> Provided passage
Ensure that the storage devices are visible to the accelerator SSC LPARs before specifying the storage devices for the transient storage pool in the JSON configuration file and uploading it to the accelerator. For example, after completing IODF changes to define new storage devices to the system, reactivate the accelerator SSC LPAR(s) from the HMC to make the new disks visible to the SSC LPAR(s). See also this documentation chapter: https://www.ibm.com/docs/en/daafz/7.5?topic=z-adding-storage-devices

In the JSON configuration file define “transient_devices” in the “storage_environment” section, for example:

"transient_devices": {
      "type": "dasd",
      "devices": [
        "0.0.9b12"
      ]
    }

In a multi-node environment, define “transient_devices” for all LPARs. You must assign the same amount of storage to the transient pool on each LPAR.

Note: you can only use added storage for the transient storage pool. It is not possible to reassign storage devices that are currently part of the data pool.

See the following chapters in the Accelerator documentation for more information on the “transient_devices” configuration parameter:
https://www.ibm.com/docs/en/daafz/7.5?topic=z-installing-starting-appliance-single-node-setup
https://www.ibm.com/docs/en/daafz/7.5?topic=z-installing-starting-appliance-multi-node-setup

Remove any custom setting of the "temp_working_space" parameter because this parameter applies to transient data in the data pool only. As soon as transient data is processed on transient storage, the "temp_working_space" parameter becomes ineffective.

If “transient_devices” and “transient_storage” are defined in the JSON configuration file, the setting of “transient_storage” takes precedence and “transient_devices” is ignored.

After you completed the changes in the JSON configuration file, upload it to the accelerator as described in this chapter: https://www.ibm.com/docs/en/daafz/7.5?topic=z-updating-existing-configuration

After the JSON configuration file has been successfully uploaded and applied, your accelerator uses the new transient storage pool for writing transient data as part of your workload execution.

3.3 Operational considerations when using a transient storage pool

This chapter describes how to monitor transient storage usage and what actions to take if transient storage gets short.

In addition, this chapter provides considerations for setting or unsetting the WLM threshold MAXTEMPSPACECONSUME in combination with a transient storage pool.

> Apply what you read
1. Answer these from the transient storage pool documentation:
(a) In which section of the JSON configuration file is "transient_devices" defined?
(b) In a multi-node environment, what must be the same on each LPAR?
(c) When both "transient_devices" and "transient_storage" are defined, which setting takes precedence?
2. Write the next part of the transient storage pool documentation, starting after its final sentence.

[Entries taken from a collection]

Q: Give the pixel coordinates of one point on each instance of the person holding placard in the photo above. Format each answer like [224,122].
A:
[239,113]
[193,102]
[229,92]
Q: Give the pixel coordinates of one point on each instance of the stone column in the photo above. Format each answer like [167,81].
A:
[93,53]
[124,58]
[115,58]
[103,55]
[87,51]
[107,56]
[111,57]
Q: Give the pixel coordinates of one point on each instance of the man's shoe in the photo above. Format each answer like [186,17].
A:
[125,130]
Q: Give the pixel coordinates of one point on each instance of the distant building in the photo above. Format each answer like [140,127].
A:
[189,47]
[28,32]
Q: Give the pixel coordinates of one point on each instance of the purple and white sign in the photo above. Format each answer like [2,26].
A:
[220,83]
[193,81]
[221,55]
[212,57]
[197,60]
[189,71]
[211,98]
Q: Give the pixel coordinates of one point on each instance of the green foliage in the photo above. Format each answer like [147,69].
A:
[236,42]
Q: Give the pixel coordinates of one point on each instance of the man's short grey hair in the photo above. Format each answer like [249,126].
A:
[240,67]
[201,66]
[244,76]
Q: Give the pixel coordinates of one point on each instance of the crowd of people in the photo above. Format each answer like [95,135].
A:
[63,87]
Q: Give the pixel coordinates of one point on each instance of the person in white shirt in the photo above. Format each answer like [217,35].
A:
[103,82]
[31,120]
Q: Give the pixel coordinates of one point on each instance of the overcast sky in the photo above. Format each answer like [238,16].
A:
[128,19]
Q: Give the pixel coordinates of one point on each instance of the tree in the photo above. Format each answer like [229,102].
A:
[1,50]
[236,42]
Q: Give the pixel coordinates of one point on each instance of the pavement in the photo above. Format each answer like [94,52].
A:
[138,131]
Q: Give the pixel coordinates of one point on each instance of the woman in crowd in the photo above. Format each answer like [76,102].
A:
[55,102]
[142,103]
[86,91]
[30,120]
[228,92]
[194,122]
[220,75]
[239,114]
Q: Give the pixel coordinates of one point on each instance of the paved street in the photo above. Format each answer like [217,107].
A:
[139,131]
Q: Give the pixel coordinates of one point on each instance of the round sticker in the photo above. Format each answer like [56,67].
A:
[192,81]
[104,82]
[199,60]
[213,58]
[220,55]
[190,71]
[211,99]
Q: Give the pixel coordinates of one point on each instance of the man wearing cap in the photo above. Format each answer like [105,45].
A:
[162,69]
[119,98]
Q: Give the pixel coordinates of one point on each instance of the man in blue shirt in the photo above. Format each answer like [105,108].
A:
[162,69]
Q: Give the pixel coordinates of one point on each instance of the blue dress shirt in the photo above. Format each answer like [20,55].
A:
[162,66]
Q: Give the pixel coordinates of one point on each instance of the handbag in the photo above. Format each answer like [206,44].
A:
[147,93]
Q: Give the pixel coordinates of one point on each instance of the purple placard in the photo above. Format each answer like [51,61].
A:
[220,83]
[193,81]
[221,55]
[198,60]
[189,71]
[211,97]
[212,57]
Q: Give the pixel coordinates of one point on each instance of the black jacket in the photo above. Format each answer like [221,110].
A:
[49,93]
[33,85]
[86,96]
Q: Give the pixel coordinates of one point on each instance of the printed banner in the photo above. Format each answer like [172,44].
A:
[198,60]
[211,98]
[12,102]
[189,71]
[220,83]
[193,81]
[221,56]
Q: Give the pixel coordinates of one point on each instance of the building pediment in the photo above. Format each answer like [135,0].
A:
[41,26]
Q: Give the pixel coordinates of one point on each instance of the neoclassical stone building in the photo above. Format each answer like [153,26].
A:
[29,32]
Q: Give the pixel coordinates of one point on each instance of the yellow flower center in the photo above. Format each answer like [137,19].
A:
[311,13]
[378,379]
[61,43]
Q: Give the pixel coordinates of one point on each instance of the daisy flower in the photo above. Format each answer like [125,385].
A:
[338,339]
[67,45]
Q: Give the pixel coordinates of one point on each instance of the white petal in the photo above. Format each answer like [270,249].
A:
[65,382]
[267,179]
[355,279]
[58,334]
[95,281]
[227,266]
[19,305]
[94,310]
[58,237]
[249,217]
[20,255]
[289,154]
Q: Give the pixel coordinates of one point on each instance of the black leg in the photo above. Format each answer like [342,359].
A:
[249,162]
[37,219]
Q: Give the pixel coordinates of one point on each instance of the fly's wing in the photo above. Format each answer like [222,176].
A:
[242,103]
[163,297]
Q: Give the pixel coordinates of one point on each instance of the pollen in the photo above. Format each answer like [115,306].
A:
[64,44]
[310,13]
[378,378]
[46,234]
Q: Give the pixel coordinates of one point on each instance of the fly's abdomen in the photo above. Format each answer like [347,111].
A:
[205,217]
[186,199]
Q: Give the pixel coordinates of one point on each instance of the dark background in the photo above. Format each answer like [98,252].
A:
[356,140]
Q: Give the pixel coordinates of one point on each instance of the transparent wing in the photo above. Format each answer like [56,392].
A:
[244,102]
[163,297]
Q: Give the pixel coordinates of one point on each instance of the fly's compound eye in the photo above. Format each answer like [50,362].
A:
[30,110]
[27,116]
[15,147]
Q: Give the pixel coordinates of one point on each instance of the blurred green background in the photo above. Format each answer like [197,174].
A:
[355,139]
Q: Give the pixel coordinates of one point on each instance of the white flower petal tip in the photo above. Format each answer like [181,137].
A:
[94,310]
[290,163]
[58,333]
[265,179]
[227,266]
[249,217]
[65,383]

> Expected results
1.
(a) The "storage_environment" section.
(b) The amount of storage assigned to the transient pool.
(c) "transient_storage" takes precedence, and "transient_devices" is ignored.

2.
3.3.1 Monitoring transient storage pool usage

The following options are available to monitor how much transient storage is used by the workload:

The SMF counter Q8STTSA provides the current amount of disk space used by all paired Db2 subsystems for transient data. Note, that the provided value is not a high water mark, but a current value. Thus, a regular monitoring of this counter would be required to get a good understanding of the transient storage usage over time.
With Accelerator maintenance level 7.5.12, the accelerator-internal monitoring has been improved to track the temp space usage high watermark in the accelerator trace file. Thus, IBM Support can help to determine the current high water mark from the trace file.

Both options can help you to determine the initial size or to adjust the configured size of the transient storage pool at a later point in time.

If the transient storage pool is too small to handle the transient storage requirements of the workload then queries might fail. To avoid such failures take one of these options:

Increase the transient storage pool size
Only additional storage can be used to increase the transient storage pool. You cannot move storage from the data pool to the transient storage pool
Set the Db2 Warehouse WLM threshold MAXTEMPSPACECONSUME
This threshold is used cancel queries automatically that require more transient storage than the configured threshold value. Open a support case with IBM support to set this threshold on the accelerator.

3.3.2 Considerations for setting or unsetting WLM threshold MAXTEMPSPACECONSUME

The Db2 Warehouse WLM threshold MAXTEMPSPACECONSUME can be used to cancel queries that require more transient storage than the configured threshold value.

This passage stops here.